# DATA FOR PROCESSING

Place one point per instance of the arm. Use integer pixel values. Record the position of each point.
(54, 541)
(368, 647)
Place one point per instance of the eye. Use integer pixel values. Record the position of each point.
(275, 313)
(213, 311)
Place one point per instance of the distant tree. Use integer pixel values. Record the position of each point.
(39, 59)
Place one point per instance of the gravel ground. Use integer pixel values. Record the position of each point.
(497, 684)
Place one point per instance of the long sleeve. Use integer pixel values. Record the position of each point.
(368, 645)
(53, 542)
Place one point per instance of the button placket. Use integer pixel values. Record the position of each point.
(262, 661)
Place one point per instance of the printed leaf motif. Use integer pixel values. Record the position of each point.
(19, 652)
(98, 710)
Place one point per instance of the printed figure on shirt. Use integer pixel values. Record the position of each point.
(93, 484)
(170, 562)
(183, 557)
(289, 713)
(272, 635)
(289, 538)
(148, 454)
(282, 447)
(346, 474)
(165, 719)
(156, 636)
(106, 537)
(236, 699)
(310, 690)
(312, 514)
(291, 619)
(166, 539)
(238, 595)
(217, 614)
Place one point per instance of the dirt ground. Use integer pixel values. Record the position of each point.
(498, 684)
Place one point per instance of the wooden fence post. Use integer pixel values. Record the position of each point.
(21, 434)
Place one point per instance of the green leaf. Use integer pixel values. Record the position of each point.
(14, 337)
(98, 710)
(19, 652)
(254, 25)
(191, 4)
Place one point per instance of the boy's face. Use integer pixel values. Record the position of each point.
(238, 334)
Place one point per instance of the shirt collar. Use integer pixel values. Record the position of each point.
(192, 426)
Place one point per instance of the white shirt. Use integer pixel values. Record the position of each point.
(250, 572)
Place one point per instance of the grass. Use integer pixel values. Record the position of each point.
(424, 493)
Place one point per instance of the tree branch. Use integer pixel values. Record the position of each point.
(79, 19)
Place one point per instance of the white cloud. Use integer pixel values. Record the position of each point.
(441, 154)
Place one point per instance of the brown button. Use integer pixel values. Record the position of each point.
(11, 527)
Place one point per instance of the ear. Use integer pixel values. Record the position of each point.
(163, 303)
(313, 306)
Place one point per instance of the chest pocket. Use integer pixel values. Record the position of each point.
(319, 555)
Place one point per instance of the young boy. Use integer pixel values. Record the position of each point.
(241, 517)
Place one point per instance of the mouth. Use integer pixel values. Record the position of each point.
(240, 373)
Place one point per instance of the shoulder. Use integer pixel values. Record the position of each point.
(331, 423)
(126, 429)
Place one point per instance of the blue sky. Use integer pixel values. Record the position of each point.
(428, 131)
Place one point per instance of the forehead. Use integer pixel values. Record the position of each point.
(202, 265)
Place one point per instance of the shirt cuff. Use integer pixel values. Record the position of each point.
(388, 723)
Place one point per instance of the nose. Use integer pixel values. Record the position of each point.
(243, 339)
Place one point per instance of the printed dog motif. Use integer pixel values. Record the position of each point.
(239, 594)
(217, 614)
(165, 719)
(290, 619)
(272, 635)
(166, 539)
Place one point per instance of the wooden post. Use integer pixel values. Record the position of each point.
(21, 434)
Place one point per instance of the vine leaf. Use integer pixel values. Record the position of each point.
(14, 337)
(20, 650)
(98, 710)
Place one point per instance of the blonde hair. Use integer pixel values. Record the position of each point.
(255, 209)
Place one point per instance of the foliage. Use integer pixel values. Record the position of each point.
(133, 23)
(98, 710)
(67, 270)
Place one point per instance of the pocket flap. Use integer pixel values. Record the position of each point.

# TO BE DONE
In full and verbatim, repeat the records given above.

# RESULT BELOW
Place one point per instance of the arm. Use integer pixel values. Record the position of each point.
(54, 541)
(368, 647)
Place one point per instance of the eye. Use integer pixel values. Record the position of each point.
(275, 313)
(213, 311)
Place one point per instance of the distant tree. Use integer pixel values. Record the position of each point.
(39, 59)
Place one point per instance of the gravel ground. Use integer pixel values. Record the position of each point.
(497, 684)
Place one point per instance of the long sleeve. Use integer pixel values. Record the position of each point.
(368, 645)
(53, 542)
Place one point per instance of the button placket. Use integer pixel values. Record the position of each point.
(262, 661)
Place one point per instance of the printed leaf motif. Use integer pixel values. Record the position of each point.
(19, 652)
(98, 710)
Place one point per instance of the printed figure on shirt. Use integer pixel values. Record the position of each point.
(93, 484)
(170, 562)
(183, 557)
(289, 713)
(272, 635)
(289, 538)
(148, 454)
(282, 447)
(346, 474)
(165, 719)
(156, 636)
(106, 537)
(236, 699)
(310, 690)
(312, 514)
(291, 619)
(166, 539)
(238, 595)
(217, 614)
Place one point per instance of the dirt ground. Use integer pixel values. Record the position of each point.
(498, 684)
Place one point per instance of the wooden fence post. Use integer pixel values. Record the position of each point.
(21, 434)
Place one point per instance of the green leaf. Use integer pixel values. Record the position of each point.
(14, 337)
(98, 710)
(19, 652)
(254, 25)
(191, 4)
Place one point per instance of the boy's face. Use integer pixel values. Record the position of each point.
(238, 334)
Place one point per instance of the shirt collar. Use integer pixel values. Record the position of each point.
(192, 426)
Place one point per instance of the white shirt. Use integer pixel values. Record the position of each point.
(250, 572)
Place one point per instance of the grass. Use integer pixel values. Record the position of each point.
(424, 493)
Place one point per instance of the tree branch. Use integer pixel values. Record the position of each point.
(79, 19)
Place one point per instance of the white cloud. Use integer pixel values. Record the position of each point.
(441, 154)
Place one point per instance of the brown button. Use integer pixel values. Record the position of each point.
(11, 527)
Place one point per instance of the ear. Use integer pixel values. Record the position of each point.
(163, 303)
(313, 306)
Place one point per instance of the chest pocket. Use integer pixel values. Record the position of each point.
(319, 555)
Place one point per instance of the young boy. Use integer pixel values. Record the position of each point.
(241, 517)
Place one point per instance of the mouth. Use integer pixel values. Record the position of each point.
(240, 373)
Place one point per instance of the shoulder. Use integer pixel values. Record the position of each point.
(331, 423)
(126, 429)
Place one point per instance of the blue sky. Use integer pixel values. Record the position of each point.
(428, 131)
Place one point per instance of the forehead. Use integer pixel values. Record the position of each point.
(202, 265)
Place one point per instance of the shirt cuff. Use integer pixel values. Record the position of each point.
(388, 723)
Place one point per instance of the nose. Use integer pixel values. Record the position of each point.
(243, 339)
Place one point per instance of the printed dog motif. Use integer pixel values. Record the position of each point.
(239, 594)
(217, 614)
(165, 719)
(290, 619)
(272, 635)
(166, 539)
Place one point per instance of the wooden post. Use integer pixel values. Record the position of each point.
(21, 434)
Place one point per instance of the vine leaf. Use integer pixel values. Record the position of each point.
(14, 337)
(20, 650)
(98, 710)
Place one point per instance of the blonde hair. Use integer pixel values. Record the position of each point.
(255, 209)
Place one point per instance of the foliage. Use integer pixel values. Record the position of each point.
(133, 23)
(98, 710)
(67, 270)
Place one point per instance of the pocket flap. Use integer pixel values. Record the position of each point.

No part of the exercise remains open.